(Beginning of Passage shown)

Space Technology Research Vehicle, or STRV, was a series of British microsatellites which operated in elliptical orbits around the Earth. The satellites were built by the Defence Research Agency at Farnborough, for the UK Ministry of Defence.

Mission
The series of four satellites, launched as two pairs, were designed to test new technologies in the harsh radiation environment of a geostationary transfer orbit. Each satellite had an expected 1 year life-time and carries myriad detectors, sensors and other equipment for a variety of organisations including the UK MoD, ESA and the US Department of Defense. The satellites were controlled from the DRA groundstation at Lasham in the UK. Several of the STRV satellites' experiments also recorded proton and electron data as they repeatedly passed through the Van Allen Belts.

(End of Passage shown)

Work to be completed:
Can you pick up the passage on the STRV microsatellites and continue it after its last sentence? These entries come from a separate source and are unrelated to the passage on the STRV satellites.

(Beginning of Supplied entries)

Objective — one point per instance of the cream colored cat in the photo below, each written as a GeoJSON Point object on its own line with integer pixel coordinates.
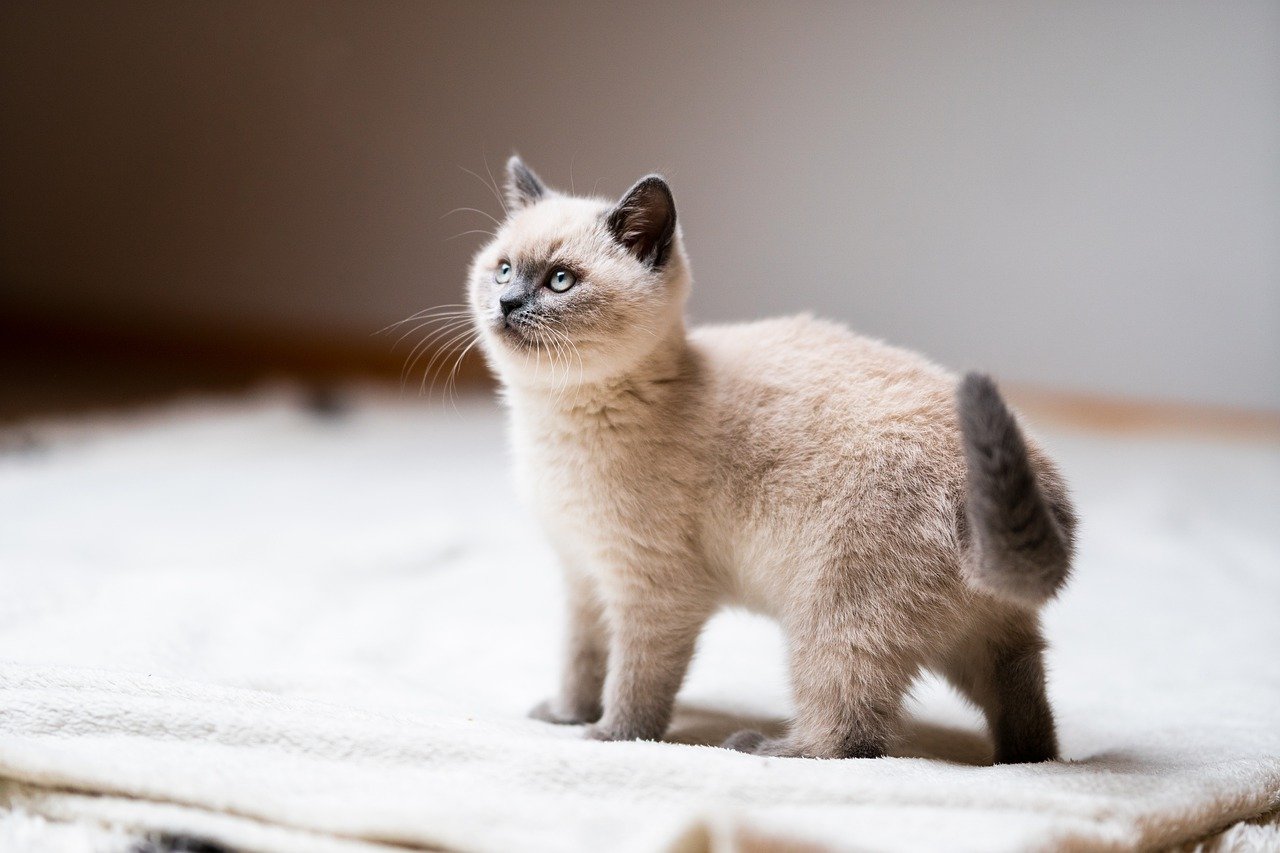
{"type": "Point", "coordinates": [886, 515]}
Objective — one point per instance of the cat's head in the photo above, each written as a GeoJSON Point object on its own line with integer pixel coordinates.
{"type": "Point", "coordinates": [577, 290]}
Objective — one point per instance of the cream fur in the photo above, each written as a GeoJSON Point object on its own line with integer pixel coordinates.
{"type": "Point", "coordinates": [787, 466]}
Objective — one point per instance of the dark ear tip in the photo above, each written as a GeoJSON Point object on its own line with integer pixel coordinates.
{"type": "Point", "coordinates": [654, 182]}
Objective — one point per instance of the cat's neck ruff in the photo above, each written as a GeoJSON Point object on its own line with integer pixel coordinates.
{"type": "Point", "coordinates": [643, 389]}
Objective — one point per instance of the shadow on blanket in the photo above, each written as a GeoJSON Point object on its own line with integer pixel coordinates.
{"type": "Point", "coordinates": [708, 726]}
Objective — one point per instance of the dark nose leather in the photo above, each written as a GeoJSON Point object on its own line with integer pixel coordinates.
{"type": "Point", "coordinates": [511, 300]}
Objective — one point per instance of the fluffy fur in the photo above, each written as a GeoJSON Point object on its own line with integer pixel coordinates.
{"type": "Point", "coordinates": [837, 484]}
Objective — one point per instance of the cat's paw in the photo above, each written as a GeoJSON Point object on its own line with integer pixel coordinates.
{"type": "Point", "coordinates": [549, 711]}
{"type": "Point", "coordinates": [613, 733]}
{"type": "Point", "coordinates": [757, 744]}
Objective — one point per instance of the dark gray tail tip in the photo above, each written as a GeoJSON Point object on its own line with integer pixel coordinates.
{"type": "Point", "coordinates": [978, 388]}
{"type": "Point", "coordinates": [983, 413]}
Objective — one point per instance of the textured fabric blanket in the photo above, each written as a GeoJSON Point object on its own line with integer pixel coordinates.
{"type": "Point", "coordinates": [282, 629]}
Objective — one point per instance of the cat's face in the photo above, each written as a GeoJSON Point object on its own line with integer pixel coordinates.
{"type": "Point", "coordinates": [577, 290]}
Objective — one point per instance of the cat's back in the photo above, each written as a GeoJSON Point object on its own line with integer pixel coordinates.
{"type": "Point", "coordinates": [800, 370]}
{"type": "Point", "coordinates": [809, 414]}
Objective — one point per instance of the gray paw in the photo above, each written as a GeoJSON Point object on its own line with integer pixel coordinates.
{"type": "Point", "coordinates": [549, 711]}
{"type": "Point", "coordinates": [606, 733]}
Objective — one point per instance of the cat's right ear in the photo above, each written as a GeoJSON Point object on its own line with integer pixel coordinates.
{"type": "Point", "coordinates": [524, 187]}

(End of Supplied entries)

Reply:
Payloads
Two satellites were launched in June 1994 and another two were launched in November 2000, from the space center in French Guiana.

STRV 1A & 1B
STRV 1A and STRV 1B are cube-shaped micro-satellites each with a mass of 50 kg. They were launched into orbit to test new solar cells and measure static charge on its surfaces.

STRV 1C & 1D
STRV 1C and STRV 1D are cube-shaped micro-satellite each with a mass of 100 kg and carry test technology devices including lithium ion batteries and a GPS receiver.